◆ **Source document**
The Need for Speed: A Family Tradition

Pry Family Quilt

Already a seasoned racing veteran, 19-year-old Alyssa Rowe follows in her father’s tire tread.

by Yvonne Butts-Mitchell & photos by Turner Photography Studio

“As tires rumble down the track, you can feel it in your whole body. It’s not made-up drama; it’s real life.”

Engines roar and the Hagerstown Speedway grandstand rumbles. Number 55 is one of a dozen racers screaming around a quarter-mile dirt track in a blur of color. As cars without brake lights slide sideways into the turns, number 55’s builder and crew chief, Will Rowe, goes through a mental checklist, making sure he’s done everything right on his end. After all, he’s been strapping his driver into some kind of car seat for the past 19 years.

What you might not expect is who climbs out of the car after the checkered flag gets flashed. It’s his daughter’s ponytail you see swing loose when she pulls off her helmet back in the pit.

◆ **Job A**
Collect every line of the listing that contains the word "thigh", copying each line in full.
The racing article and the listing that follows it are unrelated material.

◆ **Records supplied**
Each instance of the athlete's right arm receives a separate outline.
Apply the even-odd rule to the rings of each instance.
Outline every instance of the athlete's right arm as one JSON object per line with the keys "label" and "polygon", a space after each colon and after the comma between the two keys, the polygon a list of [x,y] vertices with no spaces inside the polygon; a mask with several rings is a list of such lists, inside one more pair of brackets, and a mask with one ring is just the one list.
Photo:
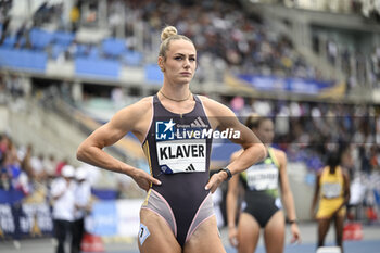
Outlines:
{"label": "athlete's right arm", "polygon": [[[150,188],[151,182],[161,185],[157,179],[148,173],[125,164],[103,151],[104,147],[114,144],[129,131],[142,131],[140,130],[142,127],[139,121],[141,115],[149,111],[147,109],[149,109],[147,101],[142,100],[142,102],[137,102],[117,112],[109,123],[99,127],[81,142],[77,150],[77,159],[97,167],[126,174],[134,178],[139,187],[144,190]],[[145,124],[145,127],[148,127],[148,124]]]}
{"label": "athlete's right arm", "polygon": [[[237,151],[231,155],[231,161],[236,160],[242,151]],[[238,211],[238,195],[239,195],[239,175],[232,176],[228,181],[227,190],[227,225],[228,239],[232,246],[238,246],[238,229],[236,225],[236,217]]]}
{"label": "athlete's right arm", "polygon": [[319,179],[320,179],[320,172],[317,174],[317,177],[315,179],[315,190],[314,190],[314,197],[313,197],[313,201],[312,201],[312,207],[311,207],[311,217],[315,218],[315,207],[317,205],[317,200],[318,200],[318,195],[319,195]]}

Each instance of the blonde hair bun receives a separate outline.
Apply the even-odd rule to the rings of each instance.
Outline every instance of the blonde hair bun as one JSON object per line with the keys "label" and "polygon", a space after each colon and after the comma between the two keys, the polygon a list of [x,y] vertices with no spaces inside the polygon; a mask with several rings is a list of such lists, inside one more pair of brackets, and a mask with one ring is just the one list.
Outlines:
{"label": "blonde hair bun", "polygon": [[161,41],[164,41],[168,37],[170,37],[173,35],[177,35],[177,34],[178,34],[178,31],[177,31],[176,27],[174,27],[174,26],[166,26],[163,29],[163,31],[161,33]]}

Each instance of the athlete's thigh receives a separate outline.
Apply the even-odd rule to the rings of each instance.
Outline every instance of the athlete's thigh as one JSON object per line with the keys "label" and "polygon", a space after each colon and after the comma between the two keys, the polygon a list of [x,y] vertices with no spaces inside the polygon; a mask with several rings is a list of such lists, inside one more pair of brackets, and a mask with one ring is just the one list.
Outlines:
{"label": "athlete's thigh", "polygon": [[256,250],[261,227],[249,213],[241,213],[238,225],[238,252],[253,253]]}
{"label": "athlete's thigh", "polygon": [[270,217],[264,228],[264,241],[267,253],[283,252],[284,229],[283,212],[279,210]]}
{"label": "athlete's thigh", "polygon": [[205,219],[185,243],[183,253],[198,252],[226,253],[214,215]]}
{"label": "athlete's thigh", "polygon": [[140,253],[181,252],[181,248],[164,218],[144,208],[140,211],[138,245]]}

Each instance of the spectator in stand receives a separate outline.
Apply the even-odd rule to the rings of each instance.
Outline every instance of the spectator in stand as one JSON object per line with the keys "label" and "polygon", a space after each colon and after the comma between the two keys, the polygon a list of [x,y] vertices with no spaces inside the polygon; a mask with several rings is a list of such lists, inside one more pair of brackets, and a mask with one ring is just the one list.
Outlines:
{"label": "spectator in stand", "polygon": [[85,168],[77,168],[75,179],[75,214],[73,223],[72,253],[80,252],[80,243],[85,235],[85,217],[90,211],[91,186],[87,181]]}
{"label": "spectator in stand", "polygon": [[62,177],[56,178],[51,186],[53,199],[54,237],[58,240],[56,253],[64,253],[66,239],[71,237],[75,211],[75,169],[71,165],[62,168]]}

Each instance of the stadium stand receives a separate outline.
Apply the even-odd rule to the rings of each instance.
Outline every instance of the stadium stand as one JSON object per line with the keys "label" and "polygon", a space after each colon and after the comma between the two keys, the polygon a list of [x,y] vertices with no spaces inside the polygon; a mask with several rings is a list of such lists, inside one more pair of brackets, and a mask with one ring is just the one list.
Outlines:
{"label": "stadium stand", "polygon": [[[200,67],[193,91],[215,97],[242,121],[250,113],[274,118],[275,144],[287,152],[294,167],[302,164],[304,174],[300,184],[305,189],[314,184],[315,174],[326,160],[326,149],[352,146],[353,164],[349,169],[356,184],[353,189],[365,188],[356,191],[352,206],[359,211],[353,218],[378,220],[378,34],[366,30],[366,41],[351,50],[354,39],[346,45],[340,42],[342,39],[333,40],[342,38],[342,33],[337,31],[332,22],[326,22],[324,29],[319,29],[331,37],[326,37],[325,31],[313,34],[314,26],[306,25],[302,27],[304,33],[295,34],[300,28],[295,23],[283,33],[283,24],[278,23],[296,21],[283,22],[282,16],[270,23],[268,20],[278,16],[269,15],[265,5],[232,0],[98,1],[99,5],[93,1],[67,1],[80,10],[77,20],[73,16],[71,20],[67,14],[74,9],[65,10],[65,3],[56,1],[31,15],[30,28],[24,22],[14,27],[8,25],[10,2],[0,1],[0,115],[7,118],[0,122],[0,203],[18,201],[48,188],[63,164],[80,166],[71,157],[69,152],[78,144],[71,138],[83,139],[121,107],[157,91],[163,76],[153,49],[159,43],[161,28],[173,24],[199,49]],[[281,12],[291,8],[306,15],[311,11],[308,5],[294,5],[306,1],[268,2],[276,2]],[[13,4],[15,8],[16,1]],[[353,7],[352,10],[345,5],[338,8],[342,11],[333,14],[343,20],[354,16],[362,22],[357,26],[369,22],[379,29],[376,17],[363,21],[362,10],[357,4]],[[319,5],[312,10],[315,9],[319,21],[330,18],[329,12],[335,10]],[[351,36],[355,37],[356,31],[357,28],[352,28]],[[305,40],[303,36],[308,40],[307,47],[300,46]],[[370,47],[360,52],[364,46]],[[43,121],[50,114],[54,115],[49,116],[51,123]],[[20,115],[25,121],[14,119]],[[62,128],[55,128],[58,125]],[[29,128],[37,129],[31,132],[35,137],[21,132]],[[61,129],[74,134],[71,137],[62,134],[61,147],[43,148],[43,142],[59,142],[51,139],[50,132]],[[139,148],[136,138],[127,136],[110,152],[148,169]],[[215,146],[213,168],[226,164],[236,149],[232,143]],[[92,184],[93,194],[99,198],[142,195],[130,181],[110,174],[94,176]],[[365,208],[375,215],[366,215]],[[297,213],[301,218],[309,218],[306,214],[302,216],[302,211]]]}

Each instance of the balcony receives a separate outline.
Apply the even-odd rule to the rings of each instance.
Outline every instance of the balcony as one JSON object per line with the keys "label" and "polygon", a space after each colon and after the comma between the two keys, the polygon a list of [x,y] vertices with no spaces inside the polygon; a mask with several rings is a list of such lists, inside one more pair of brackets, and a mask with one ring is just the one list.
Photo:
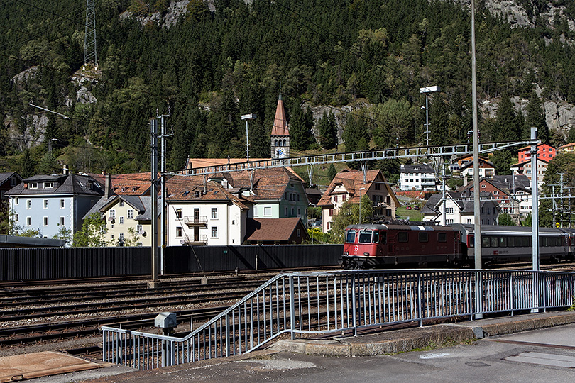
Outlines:
{"label": "balcony", "polygon": [[182,245],[189,246],[204,245],[207,243],[207,235],[204,234],[191,234],[184,235],[184,238],[180,241]]}
{"label": "balcony", "polygon": [[184,223],[187,225],[188,228],[207,228],[207,217],[206,217],[206,216],[200,216],[199,217],[185,216],[184,217]]}

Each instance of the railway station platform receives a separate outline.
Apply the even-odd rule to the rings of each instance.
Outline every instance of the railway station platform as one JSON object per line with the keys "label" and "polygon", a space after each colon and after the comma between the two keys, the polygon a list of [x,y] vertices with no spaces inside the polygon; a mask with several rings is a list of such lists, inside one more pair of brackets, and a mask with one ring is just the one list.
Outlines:
{"label": "railway station platform", "polygon": [[[556,335],[555,338],[544,333],[544,331],[552,331],[554,328],[557,328],[559,331],[563,331],[563,333]],[[537,331],[532,331],[535,330]],[[530,331],[531,331],[530,332]],[[533,348],[541,346],[559,348],[564,350],[571,350],[572,356],[570,356],[571,354],[559,355],[557,357],[558,361],[552,362],[566,365],[572,365],[573,367],[570,368],[568,367],[571,372],[575,369],[575,335],[572,335],[575,333],[575,311],[552,311],[431,325],[422,328],[371,328],[359,333],[357,336],[349,336],[347,334],[332,336],[329,338],[315,337],[305,339],[298,338],[295,340],[282,340],[271,345],[265,350],[228,358],[204,360],[148,371],[138,371],[127,367],[102,364],[102,367],[96,370],[44,377],[33,379],[29,382],[33,383],[64,382],[152,383],[164,381],[187,382],[189,380],[199,382],[243,381],[248,379],[258,382],[267,380],[270,377],[267,375],[268,378],[265,378],[265,374],[260,376],[263,371],[269,370],[271,372],[270,374],[275,374],[282,370],[306,369],[311,367],[310,363],[318,365],[323,362],[335,363],[333,368],[337,369],[340,365],[333,360],[339,360],[340,363],[347,363],[345,361],[353,360],[356,361],[356,364],[361,365],[363,363],[361,361],[368,360],[370,357],[381,357],[379,355],[402,355],[410,351],[431,350],[432,353],[439,353],[439,355],[441,355],[441,350],[446,348],[461,346],[465,348],[466,345],[480,345],[481,342],[483,341],[482,340],[483,338],[491,340],[494,338],[498,338],[501,335],[510,335],[518,333],[531,334],[527,337],[527,340],[524,340],[524,343]],[[537,334],[539,333],[541,333],[541,335],[537,337]],[[566,335],[564,335],[564,333]],[[508,342],[510,347],[513,341]],[[411,353],[408,353],[408,354],[411,354]],[[544,354],[534,353],[531,355]],[[511,355],[510,357],[515,357],[513,355],[515,354]],[[358,358],[357,357],[365,357]],[[396,356],[396,357],[398,357]],[[544,357],[544,360],[549,360],[545,357]],[[552,359],[554,357],[551,357]],[[312,362],[310,360],[316,362]],[[247,365],[246,365],[246,363]],[[481,365],[481,362],[477,363]],[[241,364],[248,365],[249,368],[239,368],[238,366]],[[214,372],[214,370],[217,370],[217,372]],[[296,379],[295,381],[306,380],[305,371],[305,370],[302,370],[303,374],[300,377],[300,379]],[[520,370],[520,371],[521,370]],[[226,374],[228,374],[226,375]],[[260,376],[260,378],[256,378],[256,374]],[[262,376],[263,377],[261,377]],[[272,380],[273,381],[273,379]],[[361,379],[356,381],[362,382]]]}

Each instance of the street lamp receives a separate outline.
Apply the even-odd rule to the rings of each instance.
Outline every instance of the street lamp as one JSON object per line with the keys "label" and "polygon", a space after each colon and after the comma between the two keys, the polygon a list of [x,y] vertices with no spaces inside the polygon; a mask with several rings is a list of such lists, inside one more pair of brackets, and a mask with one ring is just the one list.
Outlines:
{"label": "street lamp", "polygon": [[361,191],[365,189],[365,187],[359,188],[359,223],[361,223]]}
{"label": "street lamp", "polygon": [[255,120],[258,116],[253,113],[244,114],[241,116],[242,120],[246,120],[246,154],[247,155],[248,161],[250,160],[250,142],[248,140],[248,120]]}
{"label": "street lamp", "polygon": [[420,88],[420,93],[425,94],[425,145],[429,146],[429,108],[428,106],[429,94],[434,91],[439,91],[441,89],[439,87],[425,87],[425,88]]}

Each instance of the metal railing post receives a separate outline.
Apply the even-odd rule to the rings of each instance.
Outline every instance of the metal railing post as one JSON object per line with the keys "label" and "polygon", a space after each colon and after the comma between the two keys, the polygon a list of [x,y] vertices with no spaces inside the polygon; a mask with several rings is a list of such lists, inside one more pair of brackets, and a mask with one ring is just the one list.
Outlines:
{"label": "metal railing post", "polygon": [[295,339],[295,296],[294,294],[293,275],[290,275],[290,332],[292,340]]}
{"label": "metal railing post", "polygon": [[356,275],[351,274],[351,316],[354,321],[354,336],[357,336],[357,318],[356,318]]}
{"label": "metal railing post", "polygon": [[423,311],[422,309],[422,299],[421,296],[421,272],[417,272],[417,309],[418,315],[420,316],[420,327],[423,327]]}

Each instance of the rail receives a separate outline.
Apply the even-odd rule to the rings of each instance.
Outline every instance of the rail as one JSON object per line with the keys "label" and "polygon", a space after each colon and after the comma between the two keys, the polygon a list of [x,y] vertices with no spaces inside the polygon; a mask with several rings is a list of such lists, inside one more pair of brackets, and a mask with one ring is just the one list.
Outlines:
{"label": "rail", "polygon": [[575,273],[554,272],[288,272],[183,338],[102,326],[103,359],[148,370],[249,353],[283,335],[568,307],[574,284]]}

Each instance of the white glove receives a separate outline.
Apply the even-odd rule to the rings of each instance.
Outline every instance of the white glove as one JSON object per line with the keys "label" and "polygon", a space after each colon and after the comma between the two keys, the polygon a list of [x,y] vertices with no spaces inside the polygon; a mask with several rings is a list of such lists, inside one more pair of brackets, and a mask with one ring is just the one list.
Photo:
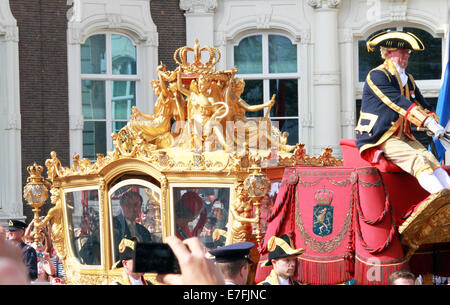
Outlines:
{"label": "white glove", "polygon": [[436,122],[432,117],[428,117],[423,123],[423,126],[428,128],[428,130],[433,133],[433,138],[435,140],[439,139],[445,134],[444,127],[439,125],[438,122]]}

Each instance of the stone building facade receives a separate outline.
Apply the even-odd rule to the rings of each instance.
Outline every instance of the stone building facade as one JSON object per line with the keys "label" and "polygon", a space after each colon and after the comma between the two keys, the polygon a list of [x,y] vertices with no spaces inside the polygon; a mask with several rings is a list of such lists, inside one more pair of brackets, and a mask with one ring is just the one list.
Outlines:
{"label": "stone building facade", "polygon": [[416,80],[435,100],[449,17],[448,0],[0,0],[0,222],[31,220],[28,165],[51,151],[68,166],[75,153],[111,149],[110,132],[127,119],[117,109],[152,112],[156,67],[173,69],[173,52],[195,39],[221,51],[218,69],[239,68],[249,103],[278,94],[270,115],[291,141],[340,156],[339,139],[354,137],[361,75],[376,61],[364,41],[387,28],[429,36],[430,65],[417,69],[433,73]]}

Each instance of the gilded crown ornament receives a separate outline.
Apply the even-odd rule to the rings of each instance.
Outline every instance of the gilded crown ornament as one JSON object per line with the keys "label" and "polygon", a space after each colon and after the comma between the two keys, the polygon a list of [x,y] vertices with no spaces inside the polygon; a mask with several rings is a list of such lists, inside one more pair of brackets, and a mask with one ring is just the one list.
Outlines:
{"label": "gilded crown ornament", "polygon": [[30,176],[27,178],[27,184],[23,188],[23,198],[33,207],[34,213],[34,242],[39,242],[39,212],[42,205],[48,198],[48,189],[42,172],[44,168],[41,165],[33,163],[33,165],[27,167],[27,171]]}
{"label": "gilded crown ornament", "polygon": [[330,205],[333,201],[333,196],[333,191],[326,189],[325,186],[314,193],[314,199],[318,205]]}

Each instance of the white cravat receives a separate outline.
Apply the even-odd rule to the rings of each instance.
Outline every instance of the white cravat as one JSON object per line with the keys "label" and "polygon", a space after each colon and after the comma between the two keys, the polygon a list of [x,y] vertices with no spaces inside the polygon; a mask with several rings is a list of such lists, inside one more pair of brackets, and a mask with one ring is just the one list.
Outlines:
{"label": "white cravat", "polygon": [[128,219],[126,219],[126,222],[128,225],[128,229],[130,230],[131,236],[136,237],[138,241],[142,241],[141,235],[139,235],[139,233],[137,232],[136,223],[133,221],[129,221]]}
{"label": "white cravat", "polygon": [[278,277],[278,283],[280,283],[280,285],[290,285],[291,282],[288,279],[284,279],[281,276]]}
{"label": "white cravat", "polygon": [[397,63],[394,62],[394,66],[397,69],[398,75],[400,75],[400,79],[402,81],[402,87],[405,87],[406,83],[408,82],[408,75],[406,75],[405,69],[400,68]]}
{"label": "white cravat", "polygon": [[142,283],[141,278],[139,278],[138,280],[135,280],[131,276],[128,276],[128,278],[130,279],[130,285],[144,285],[144,283]]}

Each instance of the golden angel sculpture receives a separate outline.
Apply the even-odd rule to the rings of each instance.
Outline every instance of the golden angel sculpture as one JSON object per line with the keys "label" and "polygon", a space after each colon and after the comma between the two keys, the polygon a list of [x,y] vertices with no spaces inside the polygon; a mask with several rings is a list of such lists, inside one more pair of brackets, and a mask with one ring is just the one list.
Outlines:
{"label": "golden angel sculpture", "polygon": [[[188,52],[194,53],[192,63],[187,60]],[[205,63],[202,52],[209,55]],[[174,55],[178,63],[174,71],[166,71],[164,65],[157,68],[158,80],[152,82],[157,96],[154,113],[141,113],[133,107],[129,123],[120,135],[113,135],[115,146],[126,150],[142,143],[155,150],[176,146],[188,151],[231,151],[238,142],[265,141],[267,146],[292,150],[293,146],[284,143],[286,134],[268,119],[275,95],[266,103],[249,105],[241,98],[245,82],[235,78],[237,69],[216,71],[219,58],[218,49],[200,47],[197,40],[193,48],[179,48]],[[264,118],[254,120],[256,124],[247,123],[246,111],[264,108],[267,108]],[[259,121],[267,122],[268,128],[261,130]],[[242,125],[236,125],[238,122],[248,124],[244,126],[248,131],[244,131],[244,138],[236,135],[242,130]]]}

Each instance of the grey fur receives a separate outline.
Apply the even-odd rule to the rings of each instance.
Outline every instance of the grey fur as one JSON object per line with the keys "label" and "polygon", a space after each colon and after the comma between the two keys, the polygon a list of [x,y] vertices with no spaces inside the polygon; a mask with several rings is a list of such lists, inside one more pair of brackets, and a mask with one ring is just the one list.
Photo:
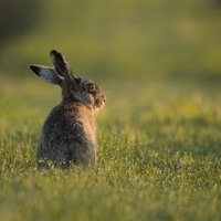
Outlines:
{"label": "grey fur", "polygon": [[50,53],[54,67],[30,65],[43,81],[62,88],[62,102],[48,116],[38,143],[38,167],[66,168],[69,165],[93,166],[96,162],[94,112],[106,97],[97,84],[75,77],[65,57]]}

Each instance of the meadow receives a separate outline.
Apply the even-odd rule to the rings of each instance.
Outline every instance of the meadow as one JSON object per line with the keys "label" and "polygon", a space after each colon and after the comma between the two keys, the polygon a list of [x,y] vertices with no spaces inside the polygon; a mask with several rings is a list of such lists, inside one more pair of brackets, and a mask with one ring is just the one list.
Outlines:
{"label": "meadow", "polygon": [[[38,23],[0,42],[0,220],[220,221],[219,0],[35,3]],[[36,169],[61,96],[29,64],[52,49],[106,94],[94,168]]]}
{"label": "meadow", "polygon": [[39,172],[39,131],[60,90],[1,81],[1,220],[220,220],[219,84],[99,84],[97,166]]}

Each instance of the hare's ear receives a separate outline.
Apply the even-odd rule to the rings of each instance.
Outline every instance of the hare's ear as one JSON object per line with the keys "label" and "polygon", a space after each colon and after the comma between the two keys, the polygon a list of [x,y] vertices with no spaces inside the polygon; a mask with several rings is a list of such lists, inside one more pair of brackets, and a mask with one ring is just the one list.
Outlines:
{"label": "hare's ear", "polygon": [[41,66],[41,65],[30,65],[30,69],[44,82],[57,85],[61,85],[63,82],[63,77],[60,76],[52,67]]}
{"label": "hare's ear", "polygon": [[66,81],[74,80],[71,66],[69,65],[66,59],[60,52],[52,50],[50,52],[50,56],[59,75],[63,76]]}

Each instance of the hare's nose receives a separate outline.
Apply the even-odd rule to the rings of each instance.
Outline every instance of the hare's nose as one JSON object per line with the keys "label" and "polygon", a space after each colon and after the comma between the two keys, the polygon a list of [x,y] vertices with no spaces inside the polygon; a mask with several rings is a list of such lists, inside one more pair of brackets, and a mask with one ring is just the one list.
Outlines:
{"label": "hare's nose", "polygon": [[106,102],[106,96],[105,95],[103,95],[103,101],[104,101],[104,103]]}

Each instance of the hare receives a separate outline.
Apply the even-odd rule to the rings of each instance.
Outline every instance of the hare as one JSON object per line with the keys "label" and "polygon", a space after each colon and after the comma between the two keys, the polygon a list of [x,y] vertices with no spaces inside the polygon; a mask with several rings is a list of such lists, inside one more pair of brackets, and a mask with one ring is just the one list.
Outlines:
{"label": "hare", "polygon": [[96,127],[94,112],[106,97],[99,86],[84,77],[75,77],[65,57],[50,53],[53,67],[30,65],[43,81],[59,85],[62,101],[48,116],[38,143],[38,168],[94,166],[96,162]]}

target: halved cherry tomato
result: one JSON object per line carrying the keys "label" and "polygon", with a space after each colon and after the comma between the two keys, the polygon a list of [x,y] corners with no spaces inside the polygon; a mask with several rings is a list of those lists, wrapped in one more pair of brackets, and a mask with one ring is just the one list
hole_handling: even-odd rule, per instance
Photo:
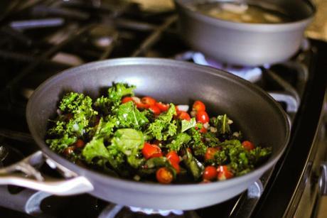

◆ **Job B**
From the racing article, extract word for word the stretch from "Already a seasoned" through "past 19 years.".

◆ **Reply A**
Each instance of the athlete's thigh receives a separate outline.
Outline every instance of the athlete's thigh as one JSON object per line with the keys "label" and "polygon", a space after each colon and after the comma between the two keys, the polygon a list of [x,y] vertices with no spaces inside the polygon; a mask with several rings is a list of such lists, inside one more pair of brackets, and a mask with one ring is just the one list.
{"label": "athlete's thigh", "polygon": [[256,250],[261,227],[249,213],[241,213],[238,225],[238,252],[253,253]]}
{"label": "athlete's thigh", "polygon": [[270,217],[264,228],[264,241],[267,253],[283,252],[284,229],[283,212],[279,210]]}
{"label": "athlete's thigh", "polygon": [[205,219],[185,243],[183,253],[198,252],[226,253],[214,215]]}
{"label": "athlete's thigh", "polygon": [[140,253],[181,252],[181,248],[164,218],[144,208],[140,211],[138,245]]}

◆ **Reply B**
Already a seasoned racing veteran, 19-year-old Alyssa Rowe follows in her father’s tire tread.

by Yvonne Butts-Mitchell & photos by Turner Photography Studio

“As tires rumble down the track, you can feel it in your whole body. It’s not made-up drama; it’s real life.”

Engines roar and the Hagerstown Speedway grandstand rumbles. Number 55 is one of a dozen racers screaming around a quarter-mile dirt track in a blur of color. As cars without brake lights slide sideways into the turns, number 55’s builder and crew chief, Will Rowe, goes through a mental checklist, making sure he’s done everything right on his end. After all, he’s been strapping his driver into some kind of car seat for the past 19 years.